◆ **DATA TO PROCESS**
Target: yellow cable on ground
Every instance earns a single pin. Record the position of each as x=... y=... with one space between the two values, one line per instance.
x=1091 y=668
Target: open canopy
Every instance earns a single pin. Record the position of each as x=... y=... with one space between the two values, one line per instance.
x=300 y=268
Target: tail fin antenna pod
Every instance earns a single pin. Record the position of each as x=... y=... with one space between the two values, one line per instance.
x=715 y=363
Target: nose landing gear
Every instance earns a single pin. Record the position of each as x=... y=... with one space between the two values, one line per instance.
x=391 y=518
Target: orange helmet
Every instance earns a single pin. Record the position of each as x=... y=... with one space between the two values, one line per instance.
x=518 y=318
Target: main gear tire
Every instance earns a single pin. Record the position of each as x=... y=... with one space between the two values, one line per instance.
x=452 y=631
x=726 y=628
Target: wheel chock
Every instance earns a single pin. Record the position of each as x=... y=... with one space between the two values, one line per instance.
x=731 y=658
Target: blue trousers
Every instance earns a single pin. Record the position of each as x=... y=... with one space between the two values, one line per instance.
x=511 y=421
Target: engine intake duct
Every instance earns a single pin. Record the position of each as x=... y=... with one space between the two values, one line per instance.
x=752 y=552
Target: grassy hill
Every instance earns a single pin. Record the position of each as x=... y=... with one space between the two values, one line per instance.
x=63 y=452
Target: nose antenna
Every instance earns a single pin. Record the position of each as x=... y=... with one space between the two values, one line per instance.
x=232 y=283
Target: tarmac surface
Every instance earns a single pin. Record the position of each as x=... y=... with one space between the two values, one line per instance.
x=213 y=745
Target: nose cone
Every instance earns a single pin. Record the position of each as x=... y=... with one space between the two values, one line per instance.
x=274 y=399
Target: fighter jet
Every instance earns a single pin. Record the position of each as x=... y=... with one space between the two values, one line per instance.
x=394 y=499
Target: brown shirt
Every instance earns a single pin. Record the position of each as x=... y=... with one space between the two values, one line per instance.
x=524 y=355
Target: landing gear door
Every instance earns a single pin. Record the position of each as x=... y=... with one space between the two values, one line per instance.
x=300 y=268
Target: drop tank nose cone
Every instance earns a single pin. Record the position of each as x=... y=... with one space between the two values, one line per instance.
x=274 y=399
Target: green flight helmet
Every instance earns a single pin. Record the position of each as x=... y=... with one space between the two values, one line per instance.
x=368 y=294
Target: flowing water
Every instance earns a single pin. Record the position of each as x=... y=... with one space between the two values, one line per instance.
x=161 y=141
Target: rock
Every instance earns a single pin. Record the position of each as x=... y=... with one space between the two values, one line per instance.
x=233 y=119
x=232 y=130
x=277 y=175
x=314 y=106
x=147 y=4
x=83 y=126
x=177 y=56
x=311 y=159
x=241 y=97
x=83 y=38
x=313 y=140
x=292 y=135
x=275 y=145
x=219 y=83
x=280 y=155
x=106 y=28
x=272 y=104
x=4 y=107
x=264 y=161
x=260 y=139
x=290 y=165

◆ **EXERCISE DESCRIPTION**
Look above for the line holding "Target: blue trousers" and the line holding "Target: green flight helmet", then output exactly those two lines and every line between them, nothing more.

◆ **OUTPUT BELOW**
Target: blue trousers
Every instance earns a single pin. Record the position of each as x=... y=... with one space between the two values, one line per instance.
x=511 y=421
Target: engine intake duct
Every instance earns a single pin. Record the position of each as x=... y=... with one space between the two values, one line per instance.
x=752 y=552
Target: grassy hill
Every instance earns a single pin. Record the position of each as x=... y=... with one space between the two values, one line per instance.
x=63 y=452
Target: nose antenna
Every instance earns a single pin. Record the position of each as x=... y=... with one space between the two values, one line per instance.
x=232 y=283
Target: tarmac surface
Every instance earns a single pin. Record the position of each as x=... y=... with one space between the two values, one line per instance.
x=213 y=745
Target: nose cone
Every instance earns a single pin. Record the position of each as x=... y=... with one space between the two values, one line per instance.
x=274 y=399
Target: fighter jet
Every instance earns a single pin. Record the position of each as x=... y=... with one space between the two values, one line per instance.
x=394 y=499
Target: brown shirt
Every instance earns a single pin. Record the position of each as x=... y=... with one space between the two values, one line per instance.
x=524 y=355
Target: landing gear door
Every instance earns a single pin. Record the position of each as x=... y=... with one space between the two values, one line per instance.
x=300 y=268
Target: drop tank nose cone
Every instance earns a single pin. Record the position of each as x=... y=... with one space between the two values, one line per instance.
x=274 y=399
Target: green flight helmet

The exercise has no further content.